## START SOURCE EXTRACT

Straightaway, Dartmouth saw that Franklin’s terms would go nowhere with North’s ministry. But he did not give up. He had his intermediaries arrange for Lady Caroline Howe, the sister of General William Howe and Admiral Richard Howe, to invite Franklin to her home to play chess. Franklin accepted the invitation and enjoyed himself so much that he returned for a second match and, on Christmas night, for a third game. During the last visit, Admiral Howe himself dropped in, “accidentally” bumping into Franklin. Howe apologized for the treatment that Franklin had endured in the Cockpit a year earlier and said that if the Pennsylvanian played along, he could “expect any reward in the power of government to bestow.” If Franklin had not previously known that he was being used, he surely did now. He would not sell out America, perhaps because it was his native land, perhaps as he sensed that he had a brighter future there than in England. Franklin held fast to the decision he had likely made at the time of his savage humiliation in the Cockpit: he would leave England and cast his lot with the colonies. Over the next few days, Franklin drafted another set of conditions for settling Anglo-American differences. Largely scrapping his original proposals, Franklin submitted to Howe a list of terms that essentially dovetailed with the demands of the Continental Congress.

Dartmouth now realized that peaceful reconciliation was hopeless. Nevertheless, he proposed one last time in the cabinet meetings that commissioners be sent to America to open negotiations. It was a futile gesture. The cabinet adhered to the hard line from which it had never budged throughout the month of discussions, its inclinations bolstered by the support of the monarch, who later declared that no nation had ever entered into more justifiable hostilities than did Great Britain in 1775. With the use of force agreed to, North’s ministry in January bolstered the Royal Navy and voted to bring Gage’s manpower strength up to 7,500. This was only about one-third the number of redcoats that the general had said he would need and a fraction of the manpower he had envisaged as necessary for putting down such a widespread rebellion, and it would take months to get these reinforcements to him. Its final decision was to order the arrest of the leaders of the rebel government in Massachusetts and to command General Gage to use force to suppress the rebellion.

In a cruel turn of fate it fell to the gloomy American secretary to dispatch the order to Gage. Thus Dartmouth, nearly the lone voice among the ministers in opposing war, wrote and sent the directive that would launch hostilities. On January 27, 1775, he ordered “a vigorous Exertion of … Force,” adding for good measure that Gage was to be “active & determined,” and not to hesitate to send his army into the interior of Massachusetts to smash the rebellion. What is more, Gage was to “arrest and imprison the principal actors & abettors in the [Massachusetts] Provincial Congress.”

## END SOURCE EXTRACT

- [SHORT EXERCISE 1] According to the passage on Franklin and Dartmouth, what number did North's ministry vote in January to bring Gage's manpower strength up to?

## START PROVIDED RECORDS

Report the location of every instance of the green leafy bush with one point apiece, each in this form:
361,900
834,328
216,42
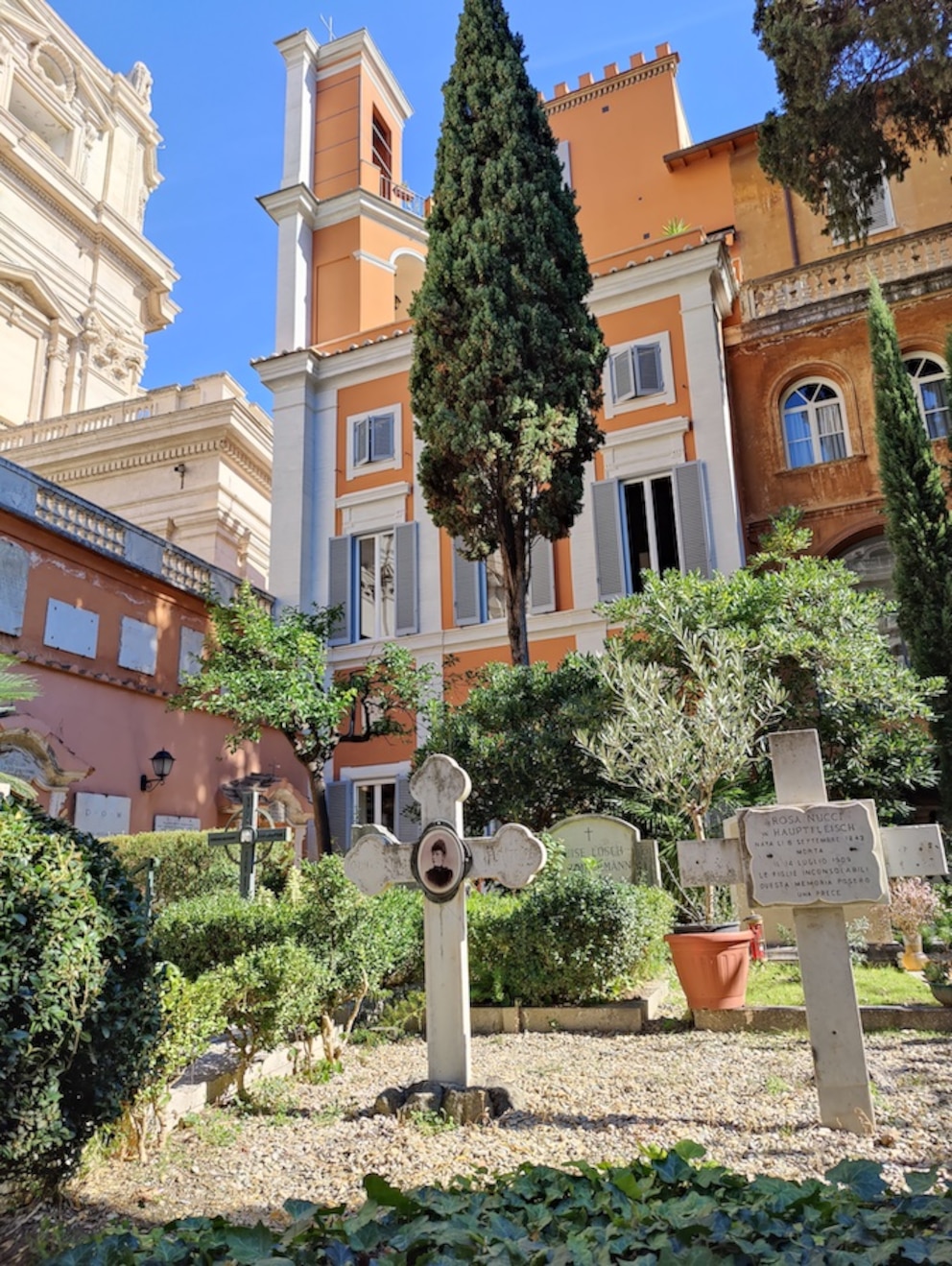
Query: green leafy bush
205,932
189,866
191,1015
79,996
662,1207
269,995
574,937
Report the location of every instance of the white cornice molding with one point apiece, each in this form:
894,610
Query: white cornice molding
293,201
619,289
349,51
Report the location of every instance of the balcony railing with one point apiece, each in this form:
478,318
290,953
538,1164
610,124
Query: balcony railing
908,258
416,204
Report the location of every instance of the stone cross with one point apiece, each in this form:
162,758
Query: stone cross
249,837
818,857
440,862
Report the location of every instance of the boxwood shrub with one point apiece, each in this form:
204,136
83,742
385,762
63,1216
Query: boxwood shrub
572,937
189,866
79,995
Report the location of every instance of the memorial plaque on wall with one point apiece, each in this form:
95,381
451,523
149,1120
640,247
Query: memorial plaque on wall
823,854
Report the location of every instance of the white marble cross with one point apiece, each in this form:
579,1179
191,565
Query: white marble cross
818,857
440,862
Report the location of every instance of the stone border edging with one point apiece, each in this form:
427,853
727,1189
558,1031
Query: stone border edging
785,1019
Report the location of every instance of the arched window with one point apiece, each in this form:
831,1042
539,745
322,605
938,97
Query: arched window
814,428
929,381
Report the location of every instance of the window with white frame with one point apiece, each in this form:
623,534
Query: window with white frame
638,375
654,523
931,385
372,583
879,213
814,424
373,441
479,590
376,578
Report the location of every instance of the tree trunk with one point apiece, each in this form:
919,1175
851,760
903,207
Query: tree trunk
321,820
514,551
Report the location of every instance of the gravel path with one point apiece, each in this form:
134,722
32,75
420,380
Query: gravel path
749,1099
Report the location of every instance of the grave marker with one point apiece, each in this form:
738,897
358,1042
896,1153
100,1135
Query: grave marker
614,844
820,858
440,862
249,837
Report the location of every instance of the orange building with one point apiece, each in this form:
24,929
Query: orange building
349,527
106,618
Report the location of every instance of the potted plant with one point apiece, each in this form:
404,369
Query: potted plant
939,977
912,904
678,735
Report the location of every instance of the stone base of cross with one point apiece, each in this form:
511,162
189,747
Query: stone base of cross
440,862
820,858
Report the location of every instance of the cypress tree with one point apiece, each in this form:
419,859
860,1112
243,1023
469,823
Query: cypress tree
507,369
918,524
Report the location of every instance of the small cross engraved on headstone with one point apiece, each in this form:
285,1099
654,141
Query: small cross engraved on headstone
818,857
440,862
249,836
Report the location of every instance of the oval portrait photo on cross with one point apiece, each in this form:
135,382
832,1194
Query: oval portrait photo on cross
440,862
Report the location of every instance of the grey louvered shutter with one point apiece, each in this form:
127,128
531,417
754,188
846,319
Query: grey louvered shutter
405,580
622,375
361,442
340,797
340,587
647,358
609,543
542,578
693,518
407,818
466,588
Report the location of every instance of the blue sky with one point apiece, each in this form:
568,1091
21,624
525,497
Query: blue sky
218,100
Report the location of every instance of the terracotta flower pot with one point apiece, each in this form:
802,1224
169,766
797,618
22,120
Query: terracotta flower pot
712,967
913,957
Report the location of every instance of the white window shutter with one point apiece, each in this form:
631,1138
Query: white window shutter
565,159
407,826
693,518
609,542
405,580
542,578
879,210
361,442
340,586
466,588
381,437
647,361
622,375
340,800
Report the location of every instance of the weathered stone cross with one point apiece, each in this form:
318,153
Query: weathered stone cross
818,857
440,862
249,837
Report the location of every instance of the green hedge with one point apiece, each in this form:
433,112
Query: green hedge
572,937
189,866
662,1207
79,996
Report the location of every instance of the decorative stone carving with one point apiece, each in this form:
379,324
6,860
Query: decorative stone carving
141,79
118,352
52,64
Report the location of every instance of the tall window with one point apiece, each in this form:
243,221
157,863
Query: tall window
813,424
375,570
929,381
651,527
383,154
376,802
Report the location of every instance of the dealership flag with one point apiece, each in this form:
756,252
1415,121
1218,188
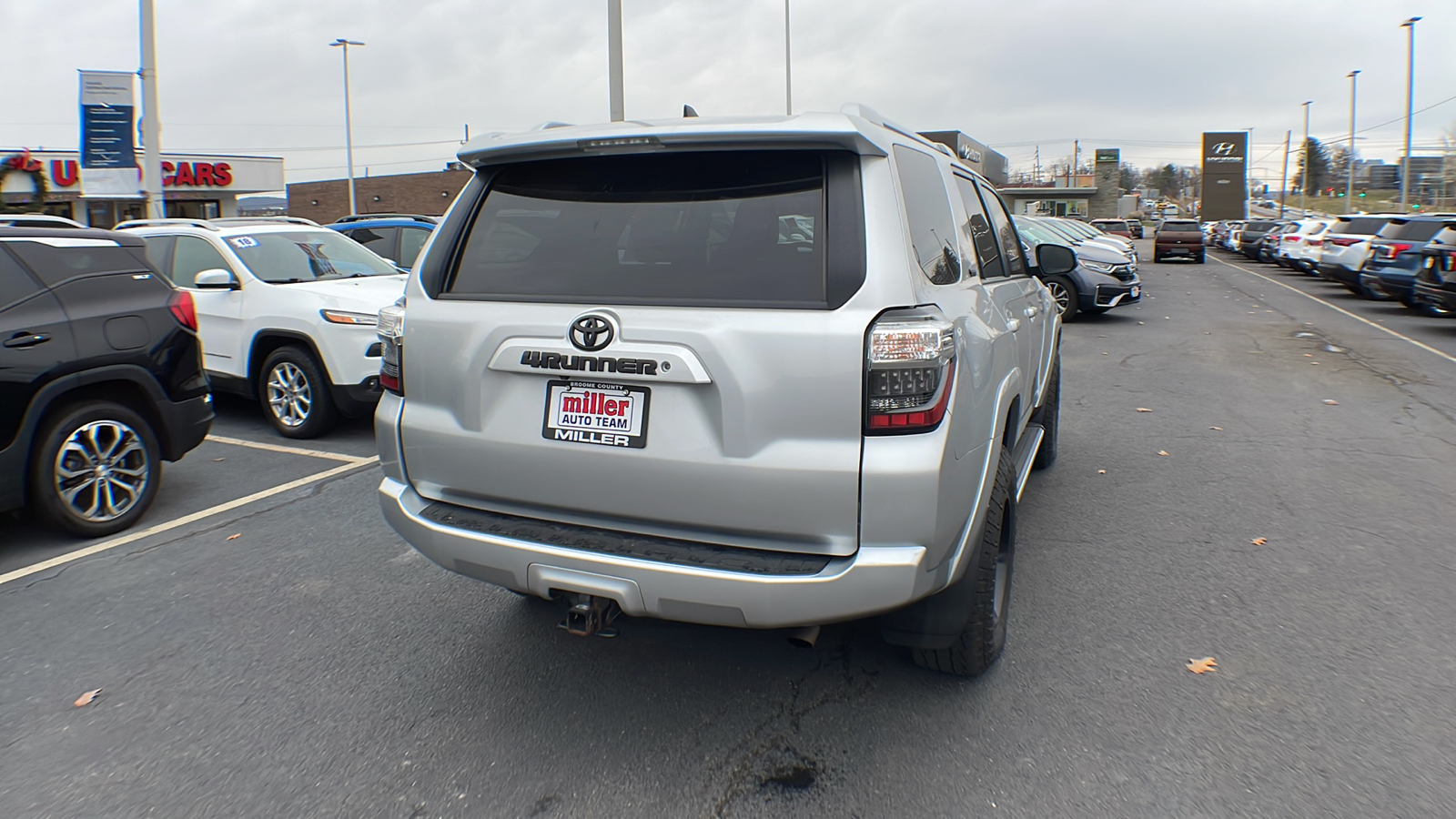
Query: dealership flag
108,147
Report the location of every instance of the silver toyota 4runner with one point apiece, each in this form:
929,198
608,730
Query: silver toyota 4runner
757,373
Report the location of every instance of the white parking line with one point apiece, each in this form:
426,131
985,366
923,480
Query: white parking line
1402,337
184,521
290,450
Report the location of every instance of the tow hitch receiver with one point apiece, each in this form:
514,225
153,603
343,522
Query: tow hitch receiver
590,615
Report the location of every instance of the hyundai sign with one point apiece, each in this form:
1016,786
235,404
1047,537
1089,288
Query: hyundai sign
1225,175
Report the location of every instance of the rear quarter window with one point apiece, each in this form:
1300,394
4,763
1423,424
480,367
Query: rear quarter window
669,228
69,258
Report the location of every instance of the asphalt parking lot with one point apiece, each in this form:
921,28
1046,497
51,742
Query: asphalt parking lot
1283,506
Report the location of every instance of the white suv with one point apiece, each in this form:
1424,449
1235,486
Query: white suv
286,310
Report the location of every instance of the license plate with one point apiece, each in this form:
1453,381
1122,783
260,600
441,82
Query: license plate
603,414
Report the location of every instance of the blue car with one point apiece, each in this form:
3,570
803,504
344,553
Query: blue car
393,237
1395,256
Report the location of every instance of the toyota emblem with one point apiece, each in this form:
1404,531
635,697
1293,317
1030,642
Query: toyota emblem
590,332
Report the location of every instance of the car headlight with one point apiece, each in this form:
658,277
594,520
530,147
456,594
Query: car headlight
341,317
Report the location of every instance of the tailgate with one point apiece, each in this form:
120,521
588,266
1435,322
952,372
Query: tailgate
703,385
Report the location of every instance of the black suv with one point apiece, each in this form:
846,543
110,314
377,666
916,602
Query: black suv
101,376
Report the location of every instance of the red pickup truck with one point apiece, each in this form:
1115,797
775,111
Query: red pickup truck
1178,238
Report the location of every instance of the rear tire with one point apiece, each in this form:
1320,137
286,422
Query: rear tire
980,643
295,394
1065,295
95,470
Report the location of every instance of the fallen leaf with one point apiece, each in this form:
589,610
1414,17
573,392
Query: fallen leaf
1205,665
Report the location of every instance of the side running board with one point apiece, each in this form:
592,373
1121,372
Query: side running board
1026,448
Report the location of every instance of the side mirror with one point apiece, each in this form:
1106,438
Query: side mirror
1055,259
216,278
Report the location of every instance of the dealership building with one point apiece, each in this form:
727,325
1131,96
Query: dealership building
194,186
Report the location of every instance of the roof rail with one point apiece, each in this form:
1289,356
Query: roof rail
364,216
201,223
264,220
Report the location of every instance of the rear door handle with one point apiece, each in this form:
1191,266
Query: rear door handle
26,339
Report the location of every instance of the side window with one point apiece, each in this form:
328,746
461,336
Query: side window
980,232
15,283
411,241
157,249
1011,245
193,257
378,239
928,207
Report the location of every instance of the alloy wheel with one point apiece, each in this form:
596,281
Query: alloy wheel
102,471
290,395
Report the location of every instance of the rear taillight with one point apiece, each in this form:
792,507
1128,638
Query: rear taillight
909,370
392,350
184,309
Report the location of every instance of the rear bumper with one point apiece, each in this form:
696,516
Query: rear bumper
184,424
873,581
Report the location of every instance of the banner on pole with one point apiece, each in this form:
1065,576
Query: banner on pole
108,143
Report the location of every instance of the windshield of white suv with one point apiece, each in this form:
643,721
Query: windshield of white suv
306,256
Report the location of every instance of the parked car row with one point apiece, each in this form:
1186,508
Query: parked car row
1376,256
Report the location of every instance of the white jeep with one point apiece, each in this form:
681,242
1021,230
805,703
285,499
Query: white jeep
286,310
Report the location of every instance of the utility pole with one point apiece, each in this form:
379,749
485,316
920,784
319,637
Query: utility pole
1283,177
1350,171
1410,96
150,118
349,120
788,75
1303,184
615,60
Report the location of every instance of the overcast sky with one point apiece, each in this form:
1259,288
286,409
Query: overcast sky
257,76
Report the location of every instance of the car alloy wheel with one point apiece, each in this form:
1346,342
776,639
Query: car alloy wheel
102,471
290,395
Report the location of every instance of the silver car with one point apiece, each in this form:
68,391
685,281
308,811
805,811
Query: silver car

## END PROVIDED RECORDS

- [SHORT EXERCISE 2] Select every line of the entries that contains the word "balcony".

- [COMPLETE ANSWER 1] 7,500

- [COMPLETE ANSWER 2]
Report the location of every instance of the balcony railing with one point apiece, each in this form:
Query: balcony railing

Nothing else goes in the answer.